===== Information supplied =====
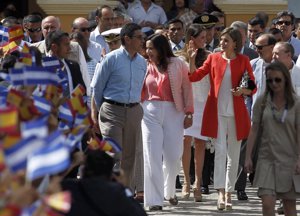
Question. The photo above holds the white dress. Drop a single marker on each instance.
(200, 93)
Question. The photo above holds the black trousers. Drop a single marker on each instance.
(242, 178)
(208, 167)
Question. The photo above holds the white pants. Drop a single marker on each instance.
(162, 130)
(226, 146)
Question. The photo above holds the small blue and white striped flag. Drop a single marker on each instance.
(51, 159)
(64, 112)
(51, 63)
(38, 75)
(42, 104)
(37, 127)
(16, 156)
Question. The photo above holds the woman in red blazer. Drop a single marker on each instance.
(225, 115)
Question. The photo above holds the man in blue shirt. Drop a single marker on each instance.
(117, 86)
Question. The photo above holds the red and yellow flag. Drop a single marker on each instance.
(78, 91)
(15, 33)
(9, 120)
(10, 47)
(14, 97)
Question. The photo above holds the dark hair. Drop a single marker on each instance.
(97, 163)
(37, 54)
(256, 21)
(271, 39)
(32, 18)
(236, 36)
(193, 31)
(263, 16)
(288, 47)
(218, 14)
(80, 39)
(128, 30)
(54, 38)
(286, 13)
(99, 10)
(161, 44)
(10, 21)
(172, 21)
(274, 31)
(8, 62)
(288, 90)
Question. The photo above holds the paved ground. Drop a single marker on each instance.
(208, 206)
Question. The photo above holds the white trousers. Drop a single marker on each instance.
(226, 147)
(162, 130)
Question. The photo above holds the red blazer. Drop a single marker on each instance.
(215, 66)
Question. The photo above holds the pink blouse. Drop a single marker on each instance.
(157, 85)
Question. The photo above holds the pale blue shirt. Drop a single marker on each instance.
(95, 50)
(98, 38)
(119, 78)
(154, 14)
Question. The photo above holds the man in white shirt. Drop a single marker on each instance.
(176, 34)
(284, 52)
(81, 24)
(52, 23)
(104, 18)
(285, 23)
(264, 46)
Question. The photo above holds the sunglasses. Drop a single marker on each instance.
(89, 29)
(34, 30)
(260, 47)
(287, 23)
(220, 28)
(276, 80)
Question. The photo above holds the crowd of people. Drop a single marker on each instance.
(114, 108)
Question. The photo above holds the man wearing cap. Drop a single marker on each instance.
(176, 34)
(148, 15)
(52, 23)
(104, 18)
(208, 22)
(94, 50)
(197, 7)
(117, 85)
(285, 23)
(32, 28)
(112, 38)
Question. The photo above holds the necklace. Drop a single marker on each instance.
(283, 116)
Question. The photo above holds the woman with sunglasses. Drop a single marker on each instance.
(225, 116)
(168, 109)
(277, 114)
(195, 37)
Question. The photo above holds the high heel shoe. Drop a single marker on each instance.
(221, 200)
(185, 191)
(220, 205)
(197, 194)
(228, 202)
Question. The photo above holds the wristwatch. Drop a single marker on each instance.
(190, 116)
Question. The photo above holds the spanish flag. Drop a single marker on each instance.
(77, 105)
(9, 120)
(10, 47)
(78, 91)
(60, 201)
(15, 97)
(2, 160)
(15, 33)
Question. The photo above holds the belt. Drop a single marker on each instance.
(130, 105)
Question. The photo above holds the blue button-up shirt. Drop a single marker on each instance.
(119, 78)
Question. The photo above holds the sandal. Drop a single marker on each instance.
(197, 194)
(185, 191)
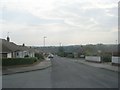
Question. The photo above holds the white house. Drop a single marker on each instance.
(11, 50)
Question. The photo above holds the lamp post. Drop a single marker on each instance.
(44, 40)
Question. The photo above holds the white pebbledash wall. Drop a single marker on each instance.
(115, 60)
(93, 58)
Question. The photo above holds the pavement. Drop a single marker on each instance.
(21, 69)
(63, 73)
(107, 65)
(47, 63)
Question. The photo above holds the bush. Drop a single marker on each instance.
(17, 61)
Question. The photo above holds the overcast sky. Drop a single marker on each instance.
(68, 22)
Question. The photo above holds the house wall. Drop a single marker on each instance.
(9, 55)
(93, 58)
(4, 55)
(115, 60)
(22, 54)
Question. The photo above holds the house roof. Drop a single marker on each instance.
(8, 46)
(12, 47)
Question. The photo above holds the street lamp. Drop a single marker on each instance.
(44, 40)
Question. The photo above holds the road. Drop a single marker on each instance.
(64, 73)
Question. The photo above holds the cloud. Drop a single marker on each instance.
(70, 22)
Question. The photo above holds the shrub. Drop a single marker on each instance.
(17, 61)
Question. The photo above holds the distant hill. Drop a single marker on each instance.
(81, 48)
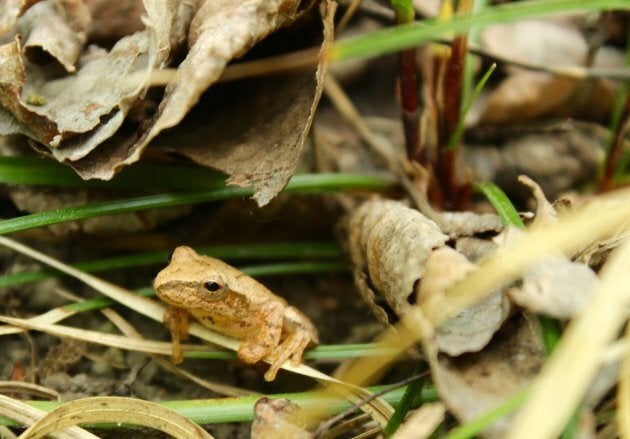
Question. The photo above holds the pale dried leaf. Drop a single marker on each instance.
(278, 418)
(529, 95)
(117, 410)
(475, 249)
(558, 160)
(536, 42)
(566, 376)
(472, 385)
(11, 10)
(220, 31)
(26, 415)
(422, 422)
(391, 242)
(472, 328)
(100, 95)
(545, 212)
(623, 391)
(555, 287)
(112, 21)
(171, 21)
(251, 130)
(57, 29)
(460, 224)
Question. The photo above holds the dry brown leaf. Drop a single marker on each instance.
(476, 383)
(463, 224)
(528, 95)
(473, 327)
(171, 20)
(26, 415)
(557, 160)
(41, 107)
(37, 199)
(566, 376)
(55, 29)
(475, 249)
(278, 418)
(555, 287)
(251, 130)
(389, 244)
(113, 20)
(11, 10)
(117, 410)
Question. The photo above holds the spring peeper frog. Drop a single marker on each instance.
(232, 303)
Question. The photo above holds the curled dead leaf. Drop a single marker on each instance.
(471, 329)
(251, 130)
(474, 384)
(388, 245)
(55, 29)
(117, 410)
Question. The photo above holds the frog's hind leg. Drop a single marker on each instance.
(262, 341)
(292, 347)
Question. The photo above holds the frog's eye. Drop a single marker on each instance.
(212, 286)
(214, 289)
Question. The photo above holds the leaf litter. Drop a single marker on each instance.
(92, 130)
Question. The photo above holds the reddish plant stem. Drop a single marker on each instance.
(613, 158)
(410, 102)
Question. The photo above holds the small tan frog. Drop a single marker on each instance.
(232, 303)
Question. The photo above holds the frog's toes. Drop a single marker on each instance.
(251, 353)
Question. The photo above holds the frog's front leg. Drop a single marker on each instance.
(262, 341)
(299, 333)
(177, 321)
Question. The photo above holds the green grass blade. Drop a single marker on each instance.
(459, 130)
(230, 252)
(221, 410)
(306, 183)
(405, 36)
(474, 428)
(501, 203)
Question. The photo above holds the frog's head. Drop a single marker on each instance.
(190, 280)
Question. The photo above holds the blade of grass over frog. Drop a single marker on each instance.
(40, 171)
(501, 203)
(377, 408)
(101, 338)
(232, 252)
(476, 427)
(459, 130)
(402, 37)
(307, 183)
(241, 409)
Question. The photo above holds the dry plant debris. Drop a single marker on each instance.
(279, 418)
(109, 119)
(460, 286)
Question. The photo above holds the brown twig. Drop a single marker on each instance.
(616, 149)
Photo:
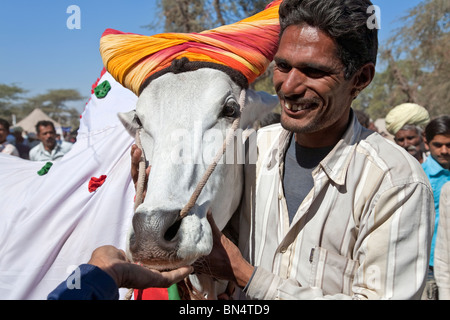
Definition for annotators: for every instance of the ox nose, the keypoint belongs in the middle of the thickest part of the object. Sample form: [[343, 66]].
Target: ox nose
[[158, 227]]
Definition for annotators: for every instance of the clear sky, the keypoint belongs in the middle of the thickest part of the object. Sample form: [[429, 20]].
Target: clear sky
[[39, 52]]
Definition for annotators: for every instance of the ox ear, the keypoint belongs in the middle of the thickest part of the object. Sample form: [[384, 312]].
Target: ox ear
[[258, 104], [128, 120]]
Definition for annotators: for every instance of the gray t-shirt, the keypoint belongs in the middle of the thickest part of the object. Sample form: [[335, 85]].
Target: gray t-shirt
[[297, 180]]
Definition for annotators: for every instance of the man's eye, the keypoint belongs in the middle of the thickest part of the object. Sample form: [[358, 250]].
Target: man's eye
[[314, 73], [283, 67]]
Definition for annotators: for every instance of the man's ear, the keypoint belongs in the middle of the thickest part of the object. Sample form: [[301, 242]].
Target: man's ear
[[128, 120], [363, 78]]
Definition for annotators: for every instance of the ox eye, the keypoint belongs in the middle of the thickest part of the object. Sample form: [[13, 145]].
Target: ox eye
[[230, 109]]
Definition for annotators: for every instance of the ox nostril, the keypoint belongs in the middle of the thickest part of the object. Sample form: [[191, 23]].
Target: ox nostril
[[172, 231]]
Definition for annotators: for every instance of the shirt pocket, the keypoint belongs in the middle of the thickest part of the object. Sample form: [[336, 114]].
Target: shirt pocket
[[331, 272]]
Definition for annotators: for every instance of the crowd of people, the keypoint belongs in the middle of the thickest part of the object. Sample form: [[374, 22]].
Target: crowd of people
[[345, 213], [45, 145]]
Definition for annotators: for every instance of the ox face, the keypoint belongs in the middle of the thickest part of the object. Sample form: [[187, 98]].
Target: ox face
[[184, 119]]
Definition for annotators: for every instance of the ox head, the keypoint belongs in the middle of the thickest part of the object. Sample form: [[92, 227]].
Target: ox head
[[184, 118]]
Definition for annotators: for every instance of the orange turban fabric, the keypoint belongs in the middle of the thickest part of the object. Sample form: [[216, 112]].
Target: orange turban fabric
[[247, 46]]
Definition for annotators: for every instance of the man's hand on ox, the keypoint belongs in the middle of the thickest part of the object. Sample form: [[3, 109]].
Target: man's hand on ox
[[129, 275], [225, 260]]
=====
# What to produce
Only the lines from the one containing "form: [[92, 227]]." to the end of the records should be repeated, exactly as they appear.

# Task result
Definition for annotators: for every instance of the ox head, the keypoint belongs in the middle of the thickest part of the object. Sample form: [[92, 227]].
Target: ox head
[[184, 118]]
Definition for annotators: for every instance of the orange turban fabric, the keypoint belongs in the middle of the thickest part of the object. Sample form: [[216, 112]].
Target: orange turban fabric
[[247, 46]]
Definition for annotators: for every instance of the man's hand on ox, the keypoint belongs in the middle of the thickest part of the object. Sample form: [[3, 109]].
Target: man's hand on ox
[[129, 275], [225, 260]]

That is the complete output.